__Data listing__.

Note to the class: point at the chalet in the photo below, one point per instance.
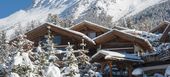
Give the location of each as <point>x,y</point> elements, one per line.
<point>160,28</point>
<point>120,50</point>
<point>61,36</point>
<point>90,29</point>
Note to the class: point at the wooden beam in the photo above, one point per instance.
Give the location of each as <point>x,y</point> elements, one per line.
<point>165,34</point>
<point>110,66</point>
<point>130,70</point>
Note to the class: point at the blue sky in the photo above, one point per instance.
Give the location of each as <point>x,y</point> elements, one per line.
<point>8,7</point>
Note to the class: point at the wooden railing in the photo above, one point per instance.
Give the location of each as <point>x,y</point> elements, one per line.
<point>164,55</point>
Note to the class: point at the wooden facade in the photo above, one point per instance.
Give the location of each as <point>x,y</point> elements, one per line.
<point>116,40</point>
<point>60,35</point>
<point>90,29</point>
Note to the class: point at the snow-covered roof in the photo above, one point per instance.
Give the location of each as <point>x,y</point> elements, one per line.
<point>120,28</point>
<point>111,55</point>
<point>160,28</point>
<point>144,43</point>
<point>90,24</point>
<point>65,31</point>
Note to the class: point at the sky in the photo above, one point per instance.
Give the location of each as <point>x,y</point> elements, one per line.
<point>8,7</point>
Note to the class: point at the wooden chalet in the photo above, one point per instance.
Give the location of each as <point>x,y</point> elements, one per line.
<point>160,28</point>
<point>117,40</point>
<point>61,36</point>
<point>90,29</point>
<point>125,45</point>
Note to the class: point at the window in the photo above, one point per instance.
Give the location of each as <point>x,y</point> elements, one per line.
<point>57,40</point>
<point>92,34</point>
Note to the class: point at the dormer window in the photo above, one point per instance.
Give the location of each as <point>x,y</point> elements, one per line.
<point>92,34</point>
<point>57,40</point>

__Exercise task__. Pictures are excluded; repeat every record exactly.

__Answer to the problem__.
Note to the class: point at the chalet in the photo below, one point per instance.
Give the location of each as <point>x,y</point> elements, one per line.
<point>160,28</point>
<point>120,50</point>
<point>61,36</point>
<point>90,29</point>
Note to the class: point at the wooden beam in the photo above, one point per instance.
Give the location of each as <point>x,y</point> elements, one per line.
<point>165,34</point>
<point>110,66</point>
<point>130,70</point>
Note to the class: point at the blue sky in the photo above, one point per instance.
Give the location of each as <point>x,y</point> elements, one per line.
<point>8,7</point>
Note to the class: point at the wooden railing in the photo above, one point per instance.
Give the location of each as <point>x,y</point> elements, one per line.
<point>164,55</point>
Note to the class: point at the wooden facade in the photo above, one point per instance.
Give the location of each as <point>x,y</point> elements, one per line.
<point>116,40</point>
<point>60,35</point>
<point>90,29</point>
Note to the class: point at the snow-covered roof in the photo above, one point per instance.
Give the location of each as <point>x,y</point> elements, one per line.
<point>120,28</point>
<point>111,55</point>
<point>160,28</point>
<point>144,43</point>
<point>90,24</point>
<point>65,31</point>
Note to the class: point at the sky in the photo above, one point per instance.
Give the location of each as <point>x,y</point> elements, one per line.
<point>8,7</point>
Note to the class: point at the wooden chalet in the photo above, one point per instance.
Give the location of each as <point>x,y</point> elements, one per line.
<point>160,28</point>
<point>117,40</point>
<point>61,36</point>
<point>90,29</point>
<point>125,45</point>
Note to the class: point at the window in the photo above, one point per instance.
Give the location of each as <point>x,y</point> elements, one per line.
<point>57,40</point>
<point>92,34</point>
Note to the class: point at the dormer window in the photo above, one point per instance.
Give the location of each as <point>x,y</point> elements, one per line.
<point>92,34</point>
<point>57,40</point>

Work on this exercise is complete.